▶ Passage to read

I'm not saying I'm going to chain myself to my scanner for the next month or so – but still… all of the "stuff" in my "knitting' directory will go along for the ride when I set up an offline backup, along with all of the treasured family photos, videos, and recordings of Rachel's music. They're irreplaceable.

PS - evidently my linking skills are pretty sad - I've (hopefully) fixed the link to Ray's Baccalaurate performance.

Thursday, June 4, 2009

Knitting Free Content

Well, almost knitting free. I really wanted to have my Aeolean Shawl done for Rachel's Baccalaureate, but fell short by three rows. Three very very loooonnnng rows, each one seeming to take an hour longer than the previous one. There just was no way to finish and block the danged thing in time.

Perhaps by tomorrow - Graduation Day! Unfortunately there is a strong possibility of rain and/or thundershowers so my fingers are definitely crossed in hopes of dry weather. Who'da thunk the weather would be wet and cool at this time of year?

The Baccalaureate itself was actually really nice - not a lot of speeches and some wonderful dance and music performances. Seventy one graduating seniors (71!) received a beautiful medal for having a 4.0 or better GPA.

I got an almost-decent recording of Ray's performance. It'll never win any awards (and there is a bit too much of me rustling around/dropping the program noise) but it will do for now.

This is Rachel & Kelsey playing "Duet in G Major" by W.A. Mozart - Rachel is usually the higher voice of the two flutes.

Friday, May 29, 2009

I’ll take a slice of that woecake.

Sock Summit 2009.

I've been anticipating this so much and made the $$ decision to skip Sock Camp in favor of SS09. Though I knew there was a lot of interest in this event it never crossed my miniscule mind that I wouldn't get any of the classes I wanted. Initially that is what happened, and an unfortunate combination of conference calls and appointments made me miss the second go-round of available classes. !%!#!@#$.

Later in the afternoon I lucked into getting one of the classes on my list – a six hour class on Thursday - and I was hesitating about going at all for one class until Terry rightfully pointed out that this will likely be a singular event. Given the difficulties the organizers have had I'd be gobsmacked if they decided to try for another. I can only imagine the amount of work that has gone into setting up Sock Summit and to see the registration process totally implode because the the response was epic... ugh!! The server meltdown was probably Tina and Stephanie's worst nightmare come true, and my heart goes out to them.

Anyhoo. Focusing on the positive: the hotel room is booked and I'm going! I haven't booked a flight because I've got fingers crossed that the stars will align and I'll be able to snag another class or two. I'm mulling over trying a few burnt offerings… perhaps a skein of Wollmeise in exchange for a Colorful Stitches class?

Friday, May 22, 2009

Muddling on.

▶ Source data
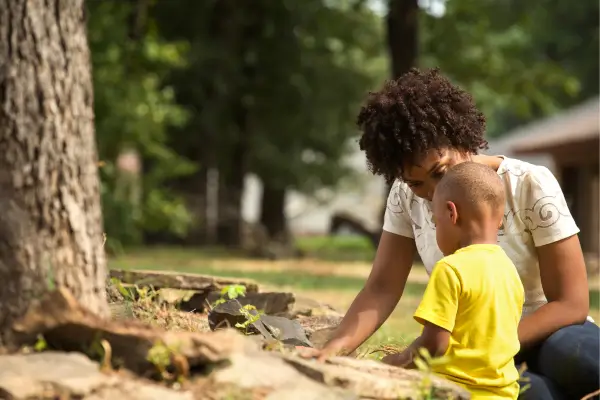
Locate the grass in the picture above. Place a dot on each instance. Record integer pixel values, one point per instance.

▶ Task instructions
Extend the knitting blog with a few paragraphs that pick up after its final line, "Muddling on.", in the same casual first-person voice. The data were drawn from a separate source.

▶ Answer to the task
I'm still kicking, and still knitting. My resolution to blog on a regular basis was pretty much hosed by work demands and (in spite of my moniker) the need to sleep now and then. Apologies to Grace and Marie for not seeing your comments earlier!

Shortly after Stitches, my bread-and-butter client had a specific do or die deadline for the software that I'd been a team member on for what seems like forever. Many, many late nights and all-nighters followed. I may claim to being a night owl, but going on short rations for sleep leaves me deeply cranky and paying for it with migraines. Happily the worst is over – the software build has gone to QA and I'm going with the No News Is Good News scenario. I haven't heard that my specific portion of the project is tanking so it must be okay!

On the other good news front, a long-time client is upgrading their old-as-dirt software. It is truly scary to see comment lines in the existing stuff that dates back to the late '70s. Seriously! The bad news is that there is absolutely no documentation on this system. Nada, zilch, zippity-do-dah. Painful is the definition of having to reverse-engineer everything. The most excellent part of this has been to discover that the bookkeeping goddess that stepped in to help out is a knitter! It is so much fun to show someone websites like Ravelry and Knitty – I tend to take for granted how much is available in the vast online content and that not everyone is as hooked-in addicted as I am.

Warning: The following content contains Parental Bragging and should only be read by those with extreme tolerance.

Additional good news: Ms. Ray was invited to be a participant in her high school Baccalaureate. She told me this on Mother's Day as a sort of gift, and I have to admit that I got a bit misty-eyed. I also have to own up to the fact that I was a bit baffled when I had a moment to think on it – to me, a baccalaureate is either a degree or a priest/pastor's blessing on a graduating class. I certainly didn't hear of one in my high-school's graduating class. But then again that was (ahem!) several decades ago.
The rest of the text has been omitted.